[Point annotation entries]
>> Start
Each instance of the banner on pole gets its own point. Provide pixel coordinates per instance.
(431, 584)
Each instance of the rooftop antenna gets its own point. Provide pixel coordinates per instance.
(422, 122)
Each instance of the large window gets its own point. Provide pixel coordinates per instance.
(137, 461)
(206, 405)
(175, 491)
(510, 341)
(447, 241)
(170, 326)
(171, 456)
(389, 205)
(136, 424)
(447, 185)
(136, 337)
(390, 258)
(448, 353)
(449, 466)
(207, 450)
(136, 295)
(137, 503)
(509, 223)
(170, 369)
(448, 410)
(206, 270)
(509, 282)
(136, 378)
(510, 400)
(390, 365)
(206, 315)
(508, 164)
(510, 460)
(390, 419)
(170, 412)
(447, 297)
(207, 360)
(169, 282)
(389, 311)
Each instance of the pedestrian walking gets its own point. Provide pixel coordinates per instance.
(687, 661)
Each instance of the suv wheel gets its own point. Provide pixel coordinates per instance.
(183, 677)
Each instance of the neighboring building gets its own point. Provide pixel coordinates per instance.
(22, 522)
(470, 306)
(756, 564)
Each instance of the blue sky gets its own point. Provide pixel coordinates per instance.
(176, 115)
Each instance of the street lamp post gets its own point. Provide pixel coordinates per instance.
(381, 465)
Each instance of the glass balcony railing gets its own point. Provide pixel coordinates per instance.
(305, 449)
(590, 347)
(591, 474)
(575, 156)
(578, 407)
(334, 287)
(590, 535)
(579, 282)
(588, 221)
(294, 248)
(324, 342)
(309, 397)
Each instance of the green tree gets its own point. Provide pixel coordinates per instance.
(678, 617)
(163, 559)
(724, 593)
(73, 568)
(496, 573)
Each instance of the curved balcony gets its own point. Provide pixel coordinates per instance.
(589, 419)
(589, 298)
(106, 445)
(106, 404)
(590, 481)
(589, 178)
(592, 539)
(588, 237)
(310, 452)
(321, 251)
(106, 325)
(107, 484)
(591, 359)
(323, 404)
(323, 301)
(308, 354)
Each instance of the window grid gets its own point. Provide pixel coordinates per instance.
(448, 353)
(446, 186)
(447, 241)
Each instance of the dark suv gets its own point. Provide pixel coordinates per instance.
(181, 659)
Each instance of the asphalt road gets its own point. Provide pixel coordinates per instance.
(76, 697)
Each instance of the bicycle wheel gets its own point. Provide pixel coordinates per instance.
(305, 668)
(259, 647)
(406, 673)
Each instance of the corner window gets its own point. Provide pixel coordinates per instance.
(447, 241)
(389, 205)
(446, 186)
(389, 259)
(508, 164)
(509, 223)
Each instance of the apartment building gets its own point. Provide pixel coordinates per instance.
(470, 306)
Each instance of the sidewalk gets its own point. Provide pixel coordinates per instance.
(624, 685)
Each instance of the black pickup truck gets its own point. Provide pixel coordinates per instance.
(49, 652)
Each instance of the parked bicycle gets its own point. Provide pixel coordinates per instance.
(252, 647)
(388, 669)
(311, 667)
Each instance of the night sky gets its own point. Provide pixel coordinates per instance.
>> End
• [Written task]
Copy out every line from the one containing "Each instance of the bicycle" through the end of the entries, requests included, and raise each coordinate value in the answers by 69.

• [Exercise answer]
Each instance of the bicycle wheel gets its own point. Provide pixel coordinates per instance.
(374, 737)
(328, 716)
(475, 742)
Each instance of the corner window gets its own point. Provide pixel coordinates per instance.
(516, 310)
(458, 274)
(515, 255)
(458, 328)
(577, 233)
(578, 292)
Each instance of the apartment building gets its own point. Provide pixel coordinates per instance.
(539, 375)
Each instance of the sidewalk gets its own point. Provide pixel coordinates per instance.
(693, 754)
Each instance of the black pickup truck gets its own point. Provide pixel coordinates per instance.
(118, 721)
Each instance of the parked bicycle gets its own point. Provide pixel coordinates per instance.
(321, 716)
(457, 738)
(380, 736)
Each instance of the night sky gets its own point. Provide pixel coordinates per instance.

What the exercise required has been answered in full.